## [Data excerpts]
-- Opening Marker --

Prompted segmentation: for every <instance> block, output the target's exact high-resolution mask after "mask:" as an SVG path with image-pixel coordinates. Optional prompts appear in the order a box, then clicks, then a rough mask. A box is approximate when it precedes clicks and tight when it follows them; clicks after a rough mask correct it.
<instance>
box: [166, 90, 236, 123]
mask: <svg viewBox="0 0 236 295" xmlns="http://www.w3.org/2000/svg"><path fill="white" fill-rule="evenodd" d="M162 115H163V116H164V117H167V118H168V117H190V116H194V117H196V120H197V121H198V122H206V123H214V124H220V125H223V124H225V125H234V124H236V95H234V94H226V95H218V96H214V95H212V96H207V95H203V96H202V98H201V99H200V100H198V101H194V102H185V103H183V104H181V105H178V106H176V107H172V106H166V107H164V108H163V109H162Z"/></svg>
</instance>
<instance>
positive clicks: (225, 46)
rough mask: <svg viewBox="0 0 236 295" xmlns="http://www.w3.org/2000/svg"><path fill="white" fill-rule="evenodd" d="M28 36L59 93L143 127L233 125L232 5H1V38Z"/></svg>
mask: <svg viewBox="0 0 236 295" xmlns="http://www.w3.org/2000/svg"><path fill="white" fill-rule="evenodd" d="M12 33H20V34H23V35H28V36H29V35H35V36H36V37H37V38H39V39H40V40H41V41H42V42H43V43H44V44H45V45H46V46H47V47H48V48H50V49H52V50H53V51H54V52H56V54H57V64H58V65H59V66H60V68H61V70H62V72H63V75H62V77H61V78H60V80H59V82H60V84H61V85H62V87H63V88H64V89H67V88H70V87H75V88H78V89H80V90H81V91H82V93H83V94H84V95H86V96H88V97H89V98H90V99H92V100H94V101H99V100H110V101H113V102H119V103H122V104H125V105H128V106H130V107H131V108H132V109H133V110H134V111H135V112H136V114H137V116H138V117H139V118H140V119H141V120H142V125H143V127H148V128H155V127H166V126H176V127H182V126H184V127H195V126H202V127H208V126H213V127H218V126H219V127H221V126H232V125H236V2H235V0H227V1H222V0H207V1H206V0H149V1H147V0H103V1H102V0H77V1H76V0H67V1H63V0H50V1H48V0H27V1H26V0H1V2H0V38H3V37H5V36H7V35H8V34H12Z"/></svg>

-- Closing Marker --

## [How to complete this task]
Count the lines above that include the string "clicks". Write only the number.

## [Exercise result]
2